WRITTEN INSTRUCTION 1 = In the text on propensity score adjustment, who developed a method for assessing covariate balance when conditioning on the propensity score?

SELECTED EXCERPT =
________________

I'm going to give you three answers to this question, even though one is enough. In summary, don't use propensity score adjustment. It consistently performs worse than other propensity score methods and adds few, if any, benefits over traditional regression.
The first answer is that you can't. Matching is a "design-based" method, meaning the sample is adjusted without reference to the outcome, similar to the design of a randomized trial. Here, you can assess balance in the sample in a straightforward way by comparing the distributions of covariates between the groups in the matched sample just as you could in the unmatched sample. In contrast, propensity score adjustment is an "analysis-based" method, just like regression adjustment; the sample itself is left intact, and the adjustment occurs through the model. In the same way you can't* assess how well regression adjustment is doing at removing bias due to imbalance, you can't* assess how well propensity score adjustment is doing at removing bias due to imbalance, because as soon as you've fit the model, a treatment effect is estimated and yet the sample is unchanged. Indeed, this is an epistemic weakness of these methods; you can't assess the degree to which confounding due to the measured covariates has been reduced when using regression. Therefore, matching in combination with rigorous balance assessment should be used if your goal is to convince readers that you have truly eliminated substantial bias in the estimate.
The second answer is that Austin (2008) developed a method for assessing balance on covariates when conditioning on the propensity score. The method is as follows:
- Fit a regression model of the covariate on the treatment, the propensity score, and their interaction
- Generate predicted values under treatment and under control for each unit from this model
- Subtract the means of these values
- Divide by the estimated residual standard deviation (if the outcome is continuous) or a standard deviation computed from the predicted probabilities (if the outcome is binary)
This is equivalent to performing g-computation to estimate the effect of the treatment on the covariate adjusting only for the propensity score. If, conditional on the propensity score, there is no association between the treatment and the covariate, then the covariate would no longer induce confounding bias in the propensity score-adjusted outcome model. Of course, this method only tests for mean differences in the covariate, but using other transformations of the covariate in the models can paint a broader picture of balance more holistically for the covariate. Though this methodology is intuitive, there is no empirical evidence for its use, and there will always be scenarios where this method will fail to capture relevant imbalance on the covariates. It also requires a specific correspondence between the outcome model and the models for the covariates, but those models might not be expected to be similar at all (e.g., if they involve different model forms or different assumptions about effect heterogeneity).

________________

EXERCISE INPUTS =
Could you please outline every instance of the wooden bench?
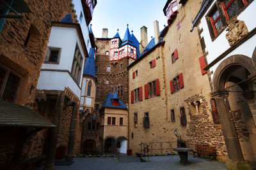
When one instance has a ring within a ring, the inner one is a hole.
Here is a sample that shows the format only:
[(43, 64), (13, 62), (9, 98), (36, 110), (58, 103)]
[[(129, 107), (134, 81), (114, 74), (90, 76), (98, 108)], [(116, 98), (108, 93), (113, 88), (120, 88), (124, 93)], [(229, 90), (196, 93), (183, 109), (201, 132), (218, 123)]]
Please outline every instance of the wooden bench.
[(37, 166), (40, 166), (41, 162), (46, 159), (46, 155), (41, 155), (32, 159), (26, 160), (21, 164), (21, 170), (34, 169)]
[(214, 146), (197, 145), (196, 146), (196, 149), (193, 151), (193, 153), (194, 153), (194, 157), (195, 154), (197, 153), (199, 157), (201, 154), (208, 155), (210, 160), (211, 157), (212, 157), (214, 159), (216, 158), (216, 150)]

________________

WRITTEN INSTRUCTION 2 = Reproduce the records above exactly, line by line, without the pictures.

TASK RESULT 1 = Austin (2008)

TASK RESULT 2 =
Could you please outline every instance of the wooden bench?
When one instance has a ring within a ring, the inner one is a hole.
Here is a sample that shows the format only:
[(43, 64), (13, 62), (9, 98), (36, 110), (58, 103)]
[[(129, 107), (134, 81), (114, 74), (90, 76), (98, 108)], [(116, 98), (108, 93), (113, 88), (120, 88), (124, 93)], [(229, 90), (196, 93), (183, 109), (201, 132), (218, 123)]]
Please outline every instance of the wooden bench.
[(37, 166), (40, 166), (41, 162), (46, 159), (46, 155), (41, 155), (32, 159), (26, 160), (21, 164), (21, 170), (34, 169)]
[(214, 146), (197, 145), (196, 146), (196, 149), (193, 151), (193, 153), (194, 153), (194, 157), (195, 154), (197, 153), (199, 157), (201, 154), (208, 155), (210, 160), (211, 157), (212, 157), (214, 159), (216, 158), (216, 150)]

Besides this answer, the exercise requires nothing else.